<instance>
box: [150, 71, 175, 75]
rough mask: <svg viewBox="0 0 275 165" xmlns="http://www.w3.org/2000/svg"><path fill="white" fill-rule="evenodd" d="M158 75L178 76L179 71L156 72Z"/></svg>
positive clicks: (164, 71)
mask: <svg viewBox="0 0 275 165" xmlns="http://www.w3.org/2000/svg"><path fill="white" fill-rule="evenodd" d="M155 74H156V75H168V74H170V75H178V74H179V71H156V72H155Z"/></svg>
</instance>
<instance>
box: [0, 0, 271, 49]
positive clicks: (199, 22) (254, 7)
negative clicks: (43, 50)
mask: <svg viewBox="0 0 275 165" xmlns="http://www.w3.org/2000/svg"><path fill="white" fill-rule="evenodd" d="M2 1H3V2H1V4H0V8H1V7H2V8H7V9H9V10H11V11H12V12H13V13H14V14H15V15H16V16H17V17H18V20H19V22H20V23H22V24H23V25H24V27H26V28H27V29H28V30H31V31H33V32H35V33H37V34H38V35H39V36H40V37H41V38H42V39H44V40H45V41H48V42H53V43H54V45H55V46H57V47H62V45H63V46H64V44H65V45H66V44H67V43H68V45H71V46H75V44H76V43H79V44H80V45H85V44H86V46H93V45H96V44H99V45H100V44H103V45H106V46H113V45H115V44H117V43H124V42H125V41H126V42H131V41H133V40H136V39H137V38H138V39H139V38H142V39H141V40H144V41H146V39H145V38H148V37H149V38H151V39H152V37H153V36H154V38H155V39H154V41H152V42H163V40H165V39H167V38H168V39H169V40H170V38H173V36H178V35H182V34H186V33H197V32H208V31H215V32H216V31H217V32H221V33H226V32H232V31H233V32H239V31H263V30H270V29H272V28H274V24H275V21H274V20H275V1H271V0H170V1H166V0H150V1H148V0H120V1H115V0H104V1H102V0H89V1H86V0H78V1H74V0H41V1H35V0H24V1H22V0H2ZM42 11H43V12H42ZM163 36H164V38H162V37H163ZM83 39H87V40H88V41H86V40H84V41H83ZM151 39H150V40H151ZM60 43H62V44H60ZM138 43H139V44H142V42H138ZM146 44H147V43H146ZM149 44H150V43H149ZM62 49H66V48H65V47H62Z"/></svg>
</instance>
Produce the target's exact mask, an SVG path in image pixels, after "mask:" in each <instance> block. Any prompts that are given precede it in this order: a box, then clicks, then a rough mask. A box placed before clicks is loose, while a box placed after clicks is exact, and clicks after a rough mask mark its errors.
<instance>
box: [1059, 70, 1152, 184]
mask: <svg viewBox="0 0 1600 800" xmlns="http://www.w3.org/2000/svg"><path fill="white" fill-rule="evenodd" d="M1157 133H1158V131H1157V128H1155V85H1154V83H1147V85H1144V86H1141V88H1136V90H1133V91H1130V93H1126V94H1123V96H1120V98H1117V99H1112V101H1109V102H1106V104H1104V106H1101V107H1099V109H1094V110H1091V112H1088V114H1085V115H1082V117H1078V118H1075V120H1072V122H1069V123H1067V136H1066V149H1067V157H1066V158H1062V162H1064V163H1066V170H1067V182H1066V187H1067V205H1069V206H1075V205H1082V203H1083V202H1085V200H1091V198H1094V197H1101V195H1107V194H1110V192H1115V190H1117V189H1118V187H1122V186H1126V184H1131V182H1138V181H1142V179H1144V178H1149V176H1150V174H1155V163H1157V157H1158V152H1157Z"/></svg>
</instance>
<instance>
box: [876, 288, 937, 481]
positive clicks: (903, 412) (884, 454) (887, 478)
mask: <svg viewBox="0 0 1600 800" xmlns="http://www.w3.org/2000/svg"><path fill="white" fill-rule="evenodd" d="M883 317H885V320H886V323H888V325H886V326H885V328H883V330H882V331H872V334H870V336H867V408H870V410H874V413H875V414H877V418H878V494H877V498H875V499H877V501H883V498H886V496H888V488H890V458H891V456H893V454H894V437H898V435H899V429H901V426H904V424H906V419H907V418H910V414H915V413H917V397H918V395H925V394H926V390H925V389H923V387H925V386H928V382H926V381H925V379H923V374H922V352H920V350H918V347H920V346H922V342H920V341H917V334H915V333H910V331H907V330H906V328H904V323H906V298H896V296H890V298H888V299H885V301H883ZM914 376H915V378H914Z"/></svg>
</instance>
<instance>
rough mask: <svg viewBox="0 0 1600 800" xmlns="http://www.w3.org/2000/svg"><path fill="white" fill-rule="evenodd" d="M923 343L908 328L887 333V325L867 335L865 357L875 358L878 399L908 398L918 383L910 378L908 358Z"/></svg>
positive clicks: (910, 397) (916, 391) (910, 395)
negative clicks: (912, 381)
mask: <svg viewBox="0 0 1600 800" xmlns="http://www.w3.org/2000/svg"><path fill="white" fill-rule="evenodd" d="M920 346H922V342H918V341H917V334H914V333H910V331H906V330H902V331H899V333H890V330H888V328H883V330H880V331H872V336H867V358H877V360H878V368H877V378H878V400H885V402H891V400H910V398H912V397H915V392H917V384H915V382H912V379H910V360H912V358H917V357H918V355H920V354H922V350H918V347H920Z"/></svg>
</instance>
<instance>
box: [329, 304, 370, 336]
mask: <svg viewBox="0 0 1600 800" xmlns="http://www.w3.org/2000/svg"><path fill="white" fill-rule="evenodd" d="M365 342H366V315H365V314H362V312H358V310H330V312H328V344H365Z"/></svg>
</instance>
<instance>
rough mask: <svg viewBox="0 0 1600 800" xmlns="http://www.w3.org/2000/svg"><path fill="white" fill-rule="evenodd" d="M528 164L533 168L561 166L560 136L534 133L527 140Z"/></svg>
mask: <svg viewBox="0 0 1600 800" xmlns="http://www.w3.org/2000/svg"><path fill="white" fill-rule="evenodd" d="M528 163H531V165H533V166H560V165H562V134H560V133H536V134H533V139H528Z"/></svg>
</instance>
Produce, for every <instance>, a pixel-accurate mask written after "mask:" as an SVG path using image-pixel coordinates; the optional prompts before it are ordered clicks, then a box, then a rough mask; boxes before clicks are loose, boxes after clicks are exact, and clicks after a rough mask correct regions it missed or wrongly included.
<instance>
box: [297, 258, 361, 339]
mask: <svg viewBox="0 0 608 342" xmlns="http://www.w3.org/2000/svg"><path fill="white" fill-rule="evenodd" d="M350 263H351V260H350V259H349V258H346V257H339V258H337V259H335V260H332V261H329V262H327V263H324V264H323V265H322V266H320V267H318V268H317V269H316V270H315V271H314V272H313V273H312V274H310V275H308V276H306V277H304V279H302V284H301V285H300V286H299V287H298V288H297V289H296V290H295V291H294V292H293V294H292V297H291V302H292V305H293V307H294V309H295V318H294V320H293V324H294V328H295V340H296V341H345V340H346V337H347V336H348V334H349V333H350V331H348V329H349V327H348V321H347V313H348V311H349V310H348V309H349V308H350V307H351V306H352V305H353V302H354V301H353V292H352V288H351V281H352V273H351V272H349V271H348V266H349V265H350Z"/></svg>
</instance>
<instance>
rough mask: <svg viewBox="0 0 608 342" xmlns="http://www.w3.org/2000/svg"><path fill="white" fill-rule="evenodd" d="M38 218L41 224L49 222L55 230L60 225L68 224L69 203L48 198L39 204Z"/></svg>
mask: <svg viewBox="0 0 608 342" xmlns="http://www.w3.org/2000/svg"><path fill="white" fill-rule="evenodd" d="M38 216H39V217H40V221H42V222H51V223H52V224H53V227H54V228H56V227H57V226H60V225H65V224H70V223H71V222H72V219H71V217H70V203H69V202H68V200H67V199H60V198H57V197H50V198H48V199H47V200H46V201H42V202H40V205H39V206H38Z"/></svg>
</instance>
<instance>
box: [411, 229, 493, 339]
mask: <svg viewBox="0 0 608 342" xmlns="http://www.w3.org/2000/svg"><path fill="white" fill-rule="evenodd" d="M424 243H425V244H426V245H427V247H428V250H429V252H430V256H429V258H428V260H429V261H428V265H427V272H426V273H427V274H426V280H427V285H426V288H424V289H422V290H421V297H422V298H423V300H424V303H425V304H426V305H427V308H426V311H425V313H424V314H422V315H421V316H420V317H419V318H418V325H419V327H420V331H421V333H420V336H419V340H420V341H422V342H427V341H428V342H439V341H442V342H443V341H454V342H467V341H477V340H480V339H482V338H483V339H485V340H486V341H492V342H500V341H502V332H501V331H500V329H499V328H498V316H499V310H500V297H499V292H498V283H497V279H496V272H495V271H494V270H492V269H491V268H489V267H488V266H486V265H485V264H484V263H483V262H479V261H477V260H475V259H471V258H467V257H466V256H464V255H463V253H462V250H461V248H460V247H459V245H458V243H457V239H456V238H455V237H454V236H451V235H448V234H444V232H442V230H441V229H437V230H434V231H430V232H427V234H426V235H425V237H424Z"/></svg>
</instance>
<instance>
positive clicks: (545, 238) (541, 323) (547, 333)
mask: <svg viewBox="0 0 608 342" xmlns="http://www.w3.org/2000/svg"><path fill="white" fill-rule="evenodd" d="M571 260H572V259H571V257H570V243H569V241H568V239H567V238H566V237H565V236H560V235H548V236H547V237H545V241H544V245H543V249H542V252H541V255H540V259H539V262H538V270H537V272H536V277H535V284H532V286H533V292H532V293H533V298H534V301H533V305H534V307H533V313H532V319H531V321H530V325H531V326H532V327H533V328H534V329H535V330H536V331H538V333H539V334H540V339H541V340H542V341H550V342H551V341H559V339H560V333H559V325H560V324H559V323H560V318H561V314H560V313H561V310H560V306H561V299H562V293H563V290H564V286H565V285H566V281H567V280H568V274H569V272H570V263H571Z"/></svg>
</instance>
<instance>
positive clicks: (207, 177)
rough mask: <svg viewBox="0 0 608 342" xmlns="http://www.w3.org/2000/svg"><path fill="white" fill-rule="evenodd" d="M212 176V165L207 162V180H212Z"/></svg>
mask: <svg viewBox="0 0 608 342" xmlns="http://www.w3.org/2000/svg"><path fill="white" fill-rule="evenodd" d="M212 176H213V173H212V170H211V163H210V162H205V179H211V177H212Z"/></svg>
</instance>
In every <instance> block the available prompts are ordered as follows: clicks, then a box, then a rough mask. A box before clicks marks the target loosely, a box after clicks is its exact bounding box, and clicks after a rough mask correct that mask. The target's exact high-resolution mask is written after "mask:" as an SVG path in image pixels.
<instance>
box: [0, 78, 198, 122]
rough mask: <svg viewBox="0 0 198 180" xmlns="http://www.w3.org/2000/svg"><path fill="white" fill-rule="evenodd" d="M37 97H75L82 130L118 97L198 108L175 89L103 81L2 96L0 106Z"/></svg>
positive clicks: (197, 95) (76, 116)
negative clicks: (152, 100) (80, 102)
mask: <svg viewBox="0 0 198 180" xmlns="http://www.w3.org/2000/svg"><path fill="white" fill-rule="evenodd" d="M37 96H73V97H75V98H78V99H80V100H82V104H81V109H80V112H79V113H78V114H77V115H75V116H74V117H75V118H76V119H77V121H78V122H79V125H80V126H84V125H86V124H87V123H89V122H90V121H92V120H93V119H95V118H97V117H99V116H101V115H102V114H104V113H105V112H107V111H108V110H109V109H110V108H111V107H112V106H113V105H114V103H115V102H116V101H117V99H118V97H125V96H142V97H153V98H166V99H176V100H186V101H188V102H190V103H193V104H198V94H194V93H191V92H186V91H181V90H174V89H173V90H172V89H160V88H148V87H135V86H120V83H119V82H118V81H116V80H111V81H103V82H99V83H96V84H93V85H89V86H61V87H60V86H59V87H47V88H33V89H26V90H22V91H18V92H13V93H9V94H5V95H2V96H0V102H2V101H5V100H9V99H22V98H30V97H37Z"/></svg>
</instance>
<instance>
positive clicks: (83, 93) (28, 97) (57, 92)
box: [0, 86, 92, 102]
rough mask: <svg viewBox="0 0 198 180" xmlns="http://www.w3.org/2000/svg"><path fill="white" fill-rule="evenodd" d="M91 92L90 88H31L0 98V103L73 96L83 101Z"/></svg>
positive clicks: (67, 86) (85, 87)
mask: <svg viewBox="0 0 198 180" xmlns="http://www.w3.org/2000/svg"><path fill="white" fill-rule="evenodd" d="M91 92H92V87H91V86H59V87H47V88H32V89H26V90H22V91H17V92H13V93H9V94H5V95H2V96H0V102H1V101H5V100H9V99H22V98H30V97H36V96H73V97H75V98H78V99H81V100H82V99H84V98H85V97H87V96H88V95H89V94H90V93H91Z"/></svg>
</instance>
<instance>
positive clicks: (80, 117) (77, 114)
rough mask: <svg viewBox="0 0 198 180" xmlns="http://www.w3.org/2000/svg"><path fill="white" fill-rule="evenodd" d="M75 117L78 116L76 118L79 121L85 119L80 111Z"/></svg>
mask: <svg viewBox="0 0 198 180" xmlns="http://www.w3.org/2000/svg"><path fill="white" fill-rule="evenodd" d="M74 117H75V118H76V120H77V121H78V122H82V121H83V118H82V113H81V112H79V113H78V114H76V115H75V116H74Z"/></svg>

▸ EXERCISE
From the records above, give again exactly the lines running from the line with "positive clicks: (67, 86) (85, 87)" to the line with "positive clicks: (80, 117) (77, 114)", inclusive.

▸ ANSWER BOX
positive clicks: (67, 86) (85, 87)
mask: <svg viewBox="0 0 198 180" xmlns="http://www.w3.org/2000/svg"><path fill="white" fill-rule="evenodd" d="M91 92H92V87H91V86H59V87H47V88H32V89H26V90H22V91H17V92H13V93H9V94H5V95H2V96H0V102H1V101H5V100H9V99H22V98H30V97H36V96H73V97H75V98H78V99H81V100H82V99H84V98H85V97H87V96H88V95H89V94H90V93H91Z"/></svg>
</instance>
<instance>
positive clicks: (80, 117) (77, 114)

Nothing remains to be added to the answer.